Aim
Copy the lines of the records below verbatim, from the line containing "Pick out each instance of the child's" through the line containing "Pick out each instance of the green", including both of those lines.
Exercise materials start
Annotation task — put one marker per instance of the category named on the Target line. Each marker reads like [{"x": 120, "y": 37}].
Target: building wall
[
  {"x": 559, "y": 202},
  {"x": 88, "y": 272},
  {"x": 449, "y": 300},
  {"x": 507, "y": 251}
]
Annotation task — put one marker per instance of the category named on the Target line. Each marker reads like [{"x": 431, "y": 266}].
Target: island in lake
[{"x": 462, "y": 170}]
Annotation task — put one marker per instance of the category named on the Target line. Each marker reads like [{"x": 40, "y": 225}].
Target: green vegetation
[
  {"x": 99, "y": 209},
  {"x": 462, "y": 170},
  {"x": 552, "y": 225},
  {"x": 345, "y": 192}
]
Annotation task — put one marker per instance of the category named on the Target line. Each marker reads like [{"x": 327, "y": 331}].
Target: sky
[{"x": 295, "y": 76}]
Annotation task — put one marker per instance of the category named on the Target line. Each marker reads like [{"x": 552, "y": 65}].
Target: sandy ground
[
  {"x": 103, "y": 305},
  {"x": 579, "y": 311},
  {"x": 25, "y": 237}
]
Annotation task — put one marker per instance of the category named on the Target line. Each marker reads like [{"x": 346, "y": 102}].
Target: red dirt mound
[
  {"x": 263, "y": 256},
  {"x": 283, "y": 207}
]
Exercise materials end
Exercise materials start
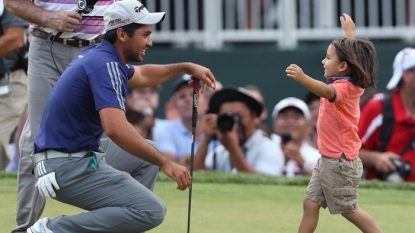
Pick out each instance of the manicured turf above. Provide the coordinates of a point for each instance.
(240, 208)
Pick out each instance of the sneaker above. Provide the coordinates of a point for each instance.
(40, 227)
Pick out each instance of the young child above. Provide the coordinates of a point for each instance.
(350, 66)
Exercise materials end
Exercise materials start
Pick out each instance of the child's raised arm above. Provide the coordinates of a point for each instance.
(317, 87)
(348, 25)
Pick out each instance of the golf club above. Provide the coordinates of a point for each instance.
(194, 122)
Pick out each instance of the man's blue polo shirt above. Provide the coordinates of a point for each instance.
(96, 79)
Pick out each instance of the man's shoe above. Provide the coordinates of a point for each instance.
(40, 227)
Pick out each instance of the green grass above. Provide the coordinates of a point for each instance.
Exercise materials end
Task result
Pick out each instance of the child's raised arm above. Provide the coordinates of a point for each instance.
(317, 87)
(348, 25)
Pick out each instance of the golf club above. Provide the coordinates of a point for each instance.
(194, 122)
Pick out each instance of the man's blue polo shirt above. Provide the coordinates of a point for each instance.
(96, 79)
Pick out each instance of the man's shoe above. Provide the coordinates of a point for each instance.
(40, 227)
Pick out each instance of the green grass above. Provide the coordinates of a point for each instance.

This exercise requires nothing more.